→ **EXERCISE AIM**
Which lines of the entries contain the string "concrete"? Please find them and copy them.

→ **DATA TO PROCESS**

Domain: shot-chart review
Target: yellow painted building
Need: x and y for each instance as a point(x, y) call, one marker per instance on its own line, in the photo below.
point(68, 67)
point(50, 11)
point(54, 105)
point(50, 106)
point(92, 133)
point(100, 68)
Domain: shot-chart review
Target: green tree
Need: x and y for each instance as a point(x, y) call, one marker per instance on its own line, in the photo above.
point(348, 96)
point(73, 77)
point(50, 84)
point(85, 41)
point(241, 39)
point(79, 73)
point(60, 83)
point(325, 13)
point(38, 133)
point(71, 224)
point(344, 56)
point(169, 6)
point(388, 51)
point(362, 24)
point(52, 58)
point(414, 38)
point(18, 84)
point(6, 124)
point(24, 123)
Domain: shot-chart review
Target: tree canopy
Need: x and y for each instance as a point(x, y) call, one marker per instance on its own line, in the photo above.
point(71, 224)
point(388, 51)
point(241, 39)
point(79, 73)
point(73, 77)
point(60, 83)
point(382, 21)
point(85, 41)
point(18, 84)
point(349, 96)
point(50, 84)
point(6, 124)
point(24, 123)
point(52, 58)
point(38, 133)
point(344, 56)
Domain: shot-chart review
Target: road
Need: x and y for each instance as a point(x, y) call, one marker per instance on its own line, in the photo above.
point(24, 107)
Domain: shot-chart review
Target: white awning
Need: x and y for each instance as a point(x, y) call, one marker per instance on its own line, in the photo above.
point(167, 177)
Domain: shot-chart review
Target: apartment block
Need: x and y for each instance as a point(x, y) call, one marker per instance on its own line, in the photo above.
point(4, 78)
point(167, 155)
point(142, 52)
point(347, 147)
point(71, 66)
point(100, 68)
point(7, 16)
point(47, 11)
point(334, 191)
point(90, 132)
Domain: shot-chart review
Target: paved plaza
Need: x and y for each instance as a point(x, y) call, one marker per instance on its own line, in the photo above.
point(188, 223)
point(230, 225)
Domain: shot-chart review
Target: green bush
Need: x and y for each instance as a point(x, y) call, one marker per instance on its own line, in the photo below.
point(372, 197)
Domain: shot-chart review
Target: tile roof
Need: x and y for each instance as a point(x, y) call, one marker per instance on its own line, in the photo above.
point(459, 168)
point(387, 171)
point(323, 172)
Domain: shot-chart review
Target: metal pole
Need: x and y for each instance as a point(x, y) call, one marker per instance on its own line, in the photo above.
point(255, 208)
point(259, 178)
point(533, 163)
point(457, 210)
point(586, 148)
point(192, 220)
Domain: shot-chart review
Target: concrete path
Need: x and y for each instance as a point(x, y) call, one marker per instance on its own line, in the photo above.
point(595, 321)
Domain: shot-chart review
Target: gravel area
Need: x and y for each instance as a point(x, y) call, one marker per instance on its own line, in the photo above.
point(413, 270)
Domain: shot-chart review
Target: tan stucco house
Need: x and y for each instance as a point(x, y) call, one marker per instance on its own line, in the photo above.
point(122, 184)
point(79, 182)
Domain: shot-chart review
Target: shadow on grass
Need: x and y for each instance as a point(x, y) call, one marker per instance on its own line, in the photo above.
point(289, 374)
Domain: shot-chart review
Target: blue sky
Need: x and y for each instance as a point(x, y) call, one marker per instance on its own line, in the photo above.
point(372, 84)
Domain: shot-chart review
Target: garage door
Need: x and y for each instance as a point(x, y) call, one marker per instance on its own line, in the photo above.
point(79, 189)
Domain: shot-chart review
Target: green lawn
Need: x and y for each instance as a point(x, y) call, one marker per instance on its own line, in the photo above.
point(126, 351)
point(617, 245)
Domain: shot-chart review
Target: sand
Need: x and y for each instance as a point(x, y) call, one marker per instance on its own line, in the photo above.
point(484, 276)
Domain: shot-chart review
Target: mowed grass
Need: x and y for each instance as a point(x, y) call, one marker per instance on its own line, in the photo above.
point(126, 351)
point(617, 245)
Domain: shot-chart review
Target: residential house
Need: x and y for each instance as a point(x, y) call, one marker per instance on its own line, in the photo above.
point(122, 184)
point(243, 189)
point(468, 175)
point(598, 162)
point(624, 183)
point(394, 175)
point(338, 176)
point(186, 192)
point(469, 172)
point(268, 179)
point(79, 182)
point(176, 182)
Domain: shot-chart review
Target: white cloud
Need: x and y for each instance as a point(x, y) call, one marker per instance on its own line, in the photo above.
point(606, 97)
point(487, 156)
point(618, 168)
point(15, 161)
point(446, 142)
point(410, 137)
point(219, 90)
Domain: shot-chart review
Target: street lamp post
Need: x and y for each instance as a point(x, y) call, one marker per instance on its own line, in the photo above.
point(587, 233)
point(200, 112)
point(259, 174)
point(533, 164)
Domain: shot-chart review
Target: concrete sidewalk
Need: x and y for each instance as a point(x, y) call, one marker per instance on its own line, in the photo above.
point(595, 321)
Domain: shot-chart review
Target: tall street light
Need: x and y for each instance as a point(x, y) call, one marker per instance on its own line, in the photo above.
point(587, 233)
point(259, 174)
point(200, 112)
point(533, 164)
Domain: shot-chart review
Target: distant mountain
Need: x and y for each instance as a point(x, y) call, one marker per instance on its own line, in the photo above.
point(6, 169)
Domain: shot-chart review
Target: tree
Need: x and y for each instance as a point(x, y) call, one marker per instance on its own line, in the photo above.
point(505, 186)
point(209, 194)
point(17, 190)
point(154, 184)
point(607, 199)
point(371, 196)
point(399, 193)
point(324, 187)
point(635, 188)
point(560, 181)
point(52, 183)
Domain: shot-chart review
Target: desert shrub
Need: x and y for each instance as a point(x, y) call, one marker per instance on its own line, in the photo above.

→ **TASK OUTPUT**
Target: concrete path
Target: concrete sidewalk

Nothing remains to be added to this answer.